§ DATA FOR THIS TASK
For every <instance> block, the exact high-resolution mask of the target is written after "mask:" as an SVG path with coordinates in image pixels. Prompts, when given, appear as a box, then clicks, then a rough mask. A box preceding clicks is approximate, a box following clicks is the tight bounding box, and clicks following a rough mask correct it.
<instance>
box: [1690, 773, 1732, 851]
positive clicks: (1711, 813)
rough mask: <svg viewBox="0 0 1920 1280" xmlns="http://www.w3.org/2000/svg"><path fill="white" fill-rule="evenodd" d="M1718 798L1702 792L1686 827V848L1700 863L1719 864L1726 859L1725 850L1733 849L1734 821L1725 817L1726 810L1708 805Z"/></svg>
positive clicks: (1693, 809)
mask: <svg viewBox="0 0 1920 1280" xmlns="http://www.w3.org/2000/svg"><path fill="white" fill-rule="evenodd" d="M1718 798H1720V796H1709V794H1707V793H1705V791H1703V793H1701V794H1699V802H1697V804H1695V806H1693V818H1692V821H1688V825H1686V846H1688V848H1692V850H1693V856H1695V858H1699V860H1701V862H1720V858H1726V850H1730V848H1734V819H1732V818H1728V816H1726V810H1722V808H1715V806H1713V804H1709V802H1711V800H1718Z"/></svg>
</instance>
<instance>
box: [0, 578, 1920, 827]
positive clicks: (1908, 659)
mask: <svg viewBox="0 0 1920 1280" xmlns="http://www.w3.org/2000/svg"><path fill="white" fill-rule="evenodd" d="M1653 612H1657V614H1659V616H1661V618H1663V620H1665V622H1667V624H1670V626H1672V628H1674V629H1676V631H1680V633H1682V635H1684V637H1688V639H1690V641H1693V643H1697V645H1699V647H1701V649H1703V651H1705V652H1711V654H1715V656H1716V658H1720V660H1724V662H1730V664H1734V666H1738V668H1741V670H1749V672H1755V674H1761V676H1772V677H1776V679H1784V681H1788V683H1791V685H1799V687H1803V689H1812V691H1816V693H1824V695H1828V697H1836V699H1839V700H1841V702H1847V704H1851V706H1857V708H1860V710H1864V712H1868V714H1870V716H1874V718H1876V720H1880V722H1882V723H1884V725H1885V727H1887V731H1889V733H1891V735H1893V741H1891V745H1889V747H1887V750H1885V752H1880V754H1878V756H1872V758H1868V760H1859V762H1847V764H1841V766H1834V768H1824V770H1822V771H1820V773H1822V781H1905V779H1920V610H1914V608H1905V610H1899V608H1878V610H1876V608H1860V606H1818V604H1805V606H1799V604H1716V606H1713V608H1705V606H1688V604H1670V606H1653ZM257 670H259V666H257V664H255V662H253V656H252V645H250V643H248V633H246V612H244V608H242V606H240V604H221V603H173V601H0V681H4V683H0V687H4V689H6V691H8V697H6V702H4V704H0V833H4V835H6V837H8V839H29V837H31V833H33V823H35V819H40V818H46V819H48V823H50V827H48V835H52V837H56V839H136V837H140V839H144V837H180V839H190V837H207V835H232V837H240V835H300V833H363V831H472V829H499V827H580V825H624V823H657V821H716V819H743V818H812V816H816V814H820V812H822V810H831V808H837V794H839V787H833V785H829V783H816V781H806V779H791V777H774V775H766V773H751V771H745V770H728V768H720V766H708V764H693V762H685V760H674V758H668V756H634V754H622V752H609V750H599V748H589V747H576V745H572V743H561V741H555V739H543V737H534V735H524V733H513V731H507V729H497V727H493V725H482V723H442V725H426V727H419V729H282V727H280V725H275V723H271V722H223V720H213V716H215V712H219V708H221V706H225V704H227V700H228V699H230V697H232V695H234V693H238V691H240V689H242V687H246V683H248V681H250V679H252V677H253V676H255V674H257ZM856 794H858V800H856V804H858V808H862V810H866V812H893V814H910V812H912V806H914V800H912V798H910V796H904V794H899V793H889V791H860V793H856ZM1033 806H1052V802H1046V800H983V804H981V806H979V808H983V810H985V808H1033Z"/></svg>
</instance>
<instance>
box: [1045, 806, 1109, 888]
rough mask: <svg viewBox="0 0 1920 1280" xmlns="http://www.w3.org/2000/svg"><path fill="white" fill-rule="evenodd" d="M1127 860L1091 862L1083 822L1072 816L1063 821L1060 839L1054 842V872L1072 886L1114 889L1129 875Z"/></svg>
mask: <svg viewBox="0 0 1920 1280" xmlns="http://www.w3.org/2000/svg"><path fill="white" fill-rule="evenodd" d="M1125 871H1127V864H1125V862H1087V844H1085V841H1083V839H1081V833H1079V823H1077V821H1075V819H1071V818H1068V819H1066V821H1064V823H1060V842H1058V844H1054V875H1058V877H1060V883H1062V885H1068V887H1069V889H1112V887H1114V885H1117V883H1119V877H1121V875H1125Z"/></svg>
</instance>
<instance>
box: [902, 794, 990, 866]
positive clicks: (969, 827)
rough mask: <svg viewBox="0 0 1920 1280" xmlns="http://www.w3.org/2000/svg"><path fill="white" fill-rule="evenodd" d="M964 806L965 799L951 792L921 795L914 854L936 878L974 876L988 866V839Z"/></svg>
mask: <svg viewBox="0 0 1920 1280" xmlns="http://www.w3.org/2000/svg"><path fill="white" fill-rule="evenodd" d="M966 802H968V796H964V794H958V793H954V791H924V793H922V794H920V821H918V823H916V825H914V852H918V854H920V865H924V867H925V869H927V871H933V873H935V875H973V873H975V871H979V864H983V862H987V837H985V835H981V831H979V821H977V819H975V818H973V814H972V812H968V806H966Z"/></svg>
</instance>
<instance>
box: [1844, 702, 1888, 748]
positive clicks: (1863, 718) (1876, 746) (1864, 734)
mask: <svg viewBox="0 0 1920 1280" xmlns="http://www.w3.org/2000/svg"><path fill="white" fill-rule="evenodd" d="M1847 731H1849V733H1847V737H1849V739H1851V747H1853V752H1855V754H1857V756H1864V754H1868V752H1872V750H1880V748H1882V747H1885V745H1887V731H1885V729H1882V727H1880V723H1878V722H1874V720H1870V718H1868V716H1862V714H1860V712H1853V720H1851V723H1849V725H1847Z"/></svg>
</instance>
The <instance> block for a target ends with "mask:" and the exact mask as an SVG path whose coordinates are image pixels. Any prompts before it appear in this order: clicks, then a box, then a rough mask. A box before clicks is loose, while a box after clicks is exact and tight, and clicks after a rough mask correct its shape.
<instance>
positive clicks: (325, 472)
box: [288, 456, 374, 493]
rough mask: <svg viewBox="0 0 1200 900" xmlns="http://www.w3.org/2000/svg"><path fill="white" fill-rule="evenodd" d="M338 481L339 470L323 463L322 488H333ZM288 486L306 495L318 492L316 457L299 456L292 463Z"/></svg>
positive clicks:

§ WORK ITEM
Rewrite all the items above, changing every "rough mask" to "coarse mask" and leaving the rest as it is.

§ THE COMPLETED TASK
For every <instance> block, the exact high-resolution mask of the target is written after "mask:" as an SVG path with coordinates in image pixels. Prompts, when given, appear as a box, then clicks, then a coarse mask. A box preceding clicks is approximate, a box following clicks is the tight bounding box, and clicks following a coarse mask correct it.
<instance>
box: [1690, 773, 1732, 851]
positive clicks: (1711, 813)
coarse mask: <svg viewBox="0 0 1920 1280" xmlns="http://www.w3.org/2000/svg"><path fill="white" fill-rule="evenodd" d="M1718 798L1702 792L1686 827V848L1700 863L1719 864L1726 859L1725 850L1733 849L1734 821L1725 817L1726 810L1708 805Z"/></svg>
positive clicks: (1693, 809)
mask: <svg viewBox="0 0 1920 1280" xmlns="http://www.w3.org/2000/svg"><path fill="white" fill-rule="evenodd" d="M1718 798H1720V796H1709V794H1707V793H1705V791H1703V793H1701V794H1699V802H1697V804H1695V806H1693V818H1692V821H1688V825H1686V846H1688V848H1692V850H1693V856H1695V858H1699V860H1701V862H1720V858H1726V850H1730V848H1734V819H1732V818H1728V816H1726V810H1722V808H1715V806H1713V804H1709V802H1711V800H1718Z"/></svg>
</instance>
<instance>
box: [0, 578, 1920, 827]
positive clicks: (1908, 659)
mask: <svg viewBox="0 0 1920 1280" xmlns="http://www.w3.org/2000/svg"><path fill="white" fill-rule="evenodd" d="M1653 612H1657V614H1659V616H1661V618H1663V620H1665V622H1667V624H1670V626H1672V628H1674V629H1676V631H1680V633H1682V635H1684V637H1688V639H1690V641H1693V643H1697V645H1699V647H1701V649H1703V651H1705V652H1711V654H1715V656H1716V658H1720V660H1724V662H1730V664H1734V666H1738V668H1741V670H1749V672H1755V674H1761V676H1772V677H1776V679H1784V681H1788V683H1791V685H1799V687H1803V689H1812V691H1816V693H1824V695H1828V697H1836V699H1839V700H1841V702H1847V704H1851V706H1857V708H1860V710H1864V712H1868V714H1870V716H1874V718H1876V720H1880V722H1882V723H1884V725H1885V727H1887V731H1889V733H1891V735H1893V741H1891V745H1889V747H1887V750H1885V752H1880V754H1878V756H1872V758H1868V760H1859V762H1847V764H1841V766H1834V768H1824V770H1822V771H1820V773H1822V781H1905V779H1920V610H1914V608H1905V610H1899V608H1878V610H1876V608H1860V606H1818V604H1805V606H1799V604H1716V606H1713V608H1705V606H1688V604H1670V606H1653ZM257 670H259V666H257V664H255V662H253V656H252V645H250V643H248V633H246V612H244V608H242V606H240V604H221V603H173V601H0V681H4V683H0V687H4V689H6V691H8V697H6V702H4V704H0V833H4V835H6V837H8V839H29V837H31V833H33V823H35V819H40V818H46V819H48V823H50V827H48V835H52V837H56V839H136V837H140V839H144V837H180V839H190V837H207V835H232V837H240V835H300V833H363V831H472V829H499V827H580V825H624V823H657V821H716V819H743V818H812V816H816V814H820V812H822V810H831V808H837V794H839V787H833V785H829V783H816V781H806V779H791V777H774V775H766V773H751V771H745V770H728V768H720V766H708V764H693V762H685V760H674V758H668V756H634V754H622V752H609V750H599V748H589V747H576V745H572V743H561V741H555V739H543V737H534V735H524V733H513V731H507V729H497V727H493V725H482V723H442V725H426V727H419V729H282V727H280V725H275V723H271V722H223V720H213V716H215V712H219V708H221V706H225V704H227V700H228V699H230V697H232V695H234V693H238V691H240V689H242V687H246V683H248V681H250V679H252V677H253V676H255V674H257ZM856 794H858V800H856V804H858V808H862V810H866V812H893V814H910V812H912V806H914V800H912V798H910V796H904V794H899V793H889V791H860V793H856ZM1033 806H1052V802H1046V800H983V804H981V806H979V808H983V810H985V808H1033Z"/></svg>
</instance>
<instance>
box: [1045, 806, 1109, 888]
coarse mask: <svg viewBox="0 0 1920 1280" xmlns="http://www.w3.org/2000/svg"><path fill="white" fill-rule="evenodd" d="M1127 860L1091 862L1083 822L1072 816L1063 821L1060 839L1054 842V872L1072 886L1114 889L1129 875Z"/></svg>
mask: <svg viewBox="0 0 1920 1280" xmlns="http://www.w3.org/2000/svg"><path fill="white" fill-rule="evenodd" d="M1125 871H1127V864H1125V862H1087V844H1085V841H1083V839H1081V833H1079V823H1077V821H1075V819H1071V818H1068V819H1066V821H1064V823H1060V842H1058V844H1054V875H1058V877H1060V883H1062V885H1068V887H1069V889H1112V887H1114V885H1117V883H1119V877H1121V875H1125Z"/></svg>
</instance>
<instance>
box: [902, 794, 990, 866]
positive clicks: (969, 827)
coarse mask: <svg viewBox="0 0 1920 1280" xmlns="http://www.w3.org/2000/svg"><path fill="white" fill-rule="evenodd" d="M964 806L965 799L951 792L921 795L914 854L936 878L974 876L988 866V839Z"/></svg>
mask: <svg viewBox="0 0 1920 1280" xmlns="http://www.w3.org/2000/svg"><path fill="white" fill-rule="evenodd" d="M966 802H968V796H964V794H958V793H954V791H924V793H922V794H920V821H918V823H916V825H914V852H918V854H920V865H924V867H925V869H927V871H933V873H935V875H973V873H975V871H979V864H983V862H987V837H985V835H981V831H979V821H977V819H975V818H973V814H972V812H968V806H966Z"/></svg>
</instance>
<instance>
box: [1844, 702, 1888, 748]
positive clicks: (1863, 718) (1876, 746) (1864, 734)
mask: <svg viewBox="0 0 1920 1280" xmlns="http://www.w3.org/2000/svg"><path fill="white" fill-rule="evenodd" d="M1847 731H1849V733H1847V737H1849V739H1851V747H1853V752H1855V754H1857V756H1864V754H1868V752H1872V750H1880V748H1882V747H1885V745H1887V731H1885V729H1882V727H1880V723H1878V722H1874V720H1870V718H1868V716H1862V714H1860V712H1853V720H1851V723H1849V725H1847Z"/></svg>
</instance>
The <instance> block for a target ends with "mask:" and the exact mask as an SVG path whose coordinates are image pixels. Any prompts before it appear in this order: clicks, then a box, then a coarse mask. A box before clicks is loose, while a box after clicks is exact and tight, and clicks after a coarse mask correct its shape.
<instance>
positive clicks: (325, 472)
box: [288, 456, 374, 493]
coarse mask: <svg viewBox="0 0 1200 900" xmlns="http://www.w3.org/2000/svg"><path fill="white" fill-rule="evenodd" d="M338 481L339 470L323 463L322 488H333ZM288 486L306 495L318 492L316 457L299 456L292 463Z"/></svg>
positive clicks:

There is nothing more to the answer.